* **作業指示**
「Can you find the man」を含む行から「[[278, 412]]」を含む行まで、両端の行も含めて、一字一句そのまま書き出してもらえますか？

* **表示データ**
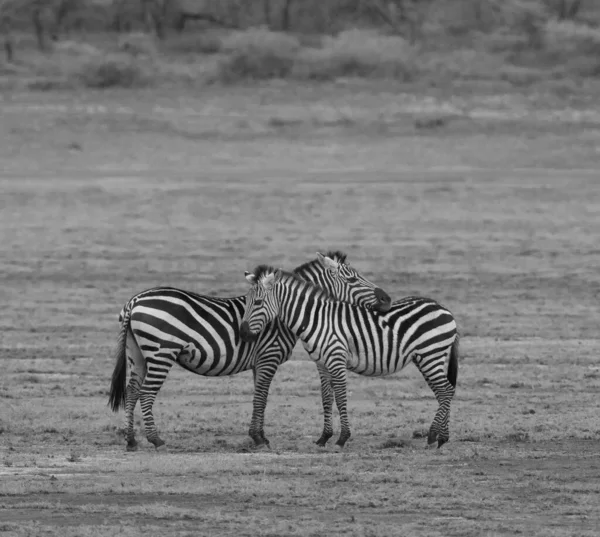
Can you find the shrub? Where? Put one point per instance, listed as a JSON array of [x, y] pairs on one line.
...
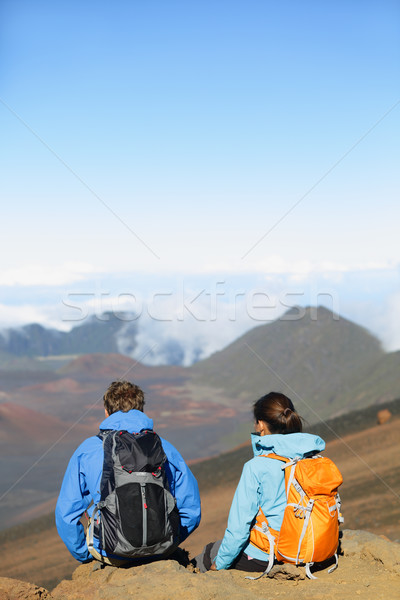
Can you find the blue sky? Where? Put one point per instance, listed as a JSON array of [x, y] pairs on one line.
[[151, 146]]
...
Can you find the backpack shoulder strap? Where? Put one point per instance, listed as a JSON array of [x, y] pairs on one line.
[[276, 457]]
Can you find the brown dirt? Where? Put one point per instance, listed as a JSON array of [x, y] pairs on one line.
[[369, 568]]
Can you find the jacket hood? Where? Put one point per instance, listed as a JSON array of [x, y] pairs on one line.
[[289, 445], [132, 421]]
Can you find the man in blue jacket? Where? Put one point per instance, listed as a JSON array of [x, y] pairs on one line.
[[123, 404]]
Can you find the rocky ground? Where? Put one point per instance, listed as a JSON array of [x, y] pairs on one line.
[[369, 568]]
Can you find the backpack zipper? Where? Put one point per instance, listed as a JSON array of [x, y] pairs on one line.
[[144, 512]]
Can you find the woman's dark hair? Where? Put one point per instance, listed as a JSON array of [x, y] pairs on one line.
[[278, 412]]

* **実行結果**
Can you find the man in blue jacket? Where? Put one point per instance, listed as a JSON array of [x, y] pairs on one line.
[[123, 404]]
Can you find the rocky ground? Where? Put one point per instance, listed as a JSON array of [x, y] pairs on one line.
[[369, 568]]
Can you find the backpack zipper? Where? Put one point per instance, listed as a JSON array of [x, y] pairs on one line.
[[144, 512]]
Can you find the woman's dark hair? Where? Put one point per instance, listed as a JSON array of [x, y] pairs on one line.
[[278, 412]]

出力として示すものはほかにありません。